Instructions for the task >>
Please rewrite everything from the line containing "of the hedge" down to the end of the material in full, leaving its wording unchanged, and shift every coordinate in the answers up by 133.

----

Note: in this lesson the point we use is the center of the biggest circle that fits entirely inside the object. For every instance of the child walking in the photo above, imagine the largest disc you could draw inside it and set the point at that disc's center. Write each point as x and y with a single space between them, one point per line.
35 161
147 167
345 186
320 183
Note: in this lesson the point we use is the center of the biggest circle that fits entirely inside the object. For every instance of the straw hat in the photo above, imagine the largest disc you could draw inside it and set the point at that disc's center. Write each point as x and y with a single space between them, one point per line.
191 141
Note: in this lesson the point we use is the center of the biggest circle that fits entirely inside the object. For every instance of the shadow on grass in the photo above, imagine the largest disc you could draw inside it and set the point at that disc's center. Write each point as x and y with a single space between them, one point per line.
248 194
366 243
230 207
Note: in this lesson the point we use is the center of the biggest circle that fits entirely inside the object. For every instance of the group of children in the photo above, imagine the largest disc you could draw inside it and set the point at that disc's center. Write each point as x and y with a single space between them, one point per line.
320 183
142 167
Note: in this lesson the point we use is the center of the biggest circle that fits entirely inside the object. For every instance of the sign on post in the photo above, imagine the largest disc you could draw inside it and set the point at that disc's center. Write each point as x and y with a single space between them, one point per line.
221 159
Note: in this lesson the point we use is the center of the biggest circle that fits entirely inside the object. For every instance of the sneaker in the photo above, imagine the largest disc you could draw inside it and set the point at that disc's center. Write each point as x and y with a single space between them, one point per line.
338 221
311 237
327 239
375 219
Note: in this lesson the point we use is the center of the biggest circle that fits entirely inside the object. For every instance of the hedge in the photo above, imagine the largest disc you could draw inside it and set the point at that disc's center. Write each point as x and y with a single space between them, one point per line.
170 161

----

The solution >>
Note: in this lesson the point we use is the center of the biggest circle that fits entirely inside the object. For every instance of the hedge in the photo above, imagine the largest disc you could draw inside it and set the point at that disc's center. Write each point as x and y with a single space between them, one point per line.
303 294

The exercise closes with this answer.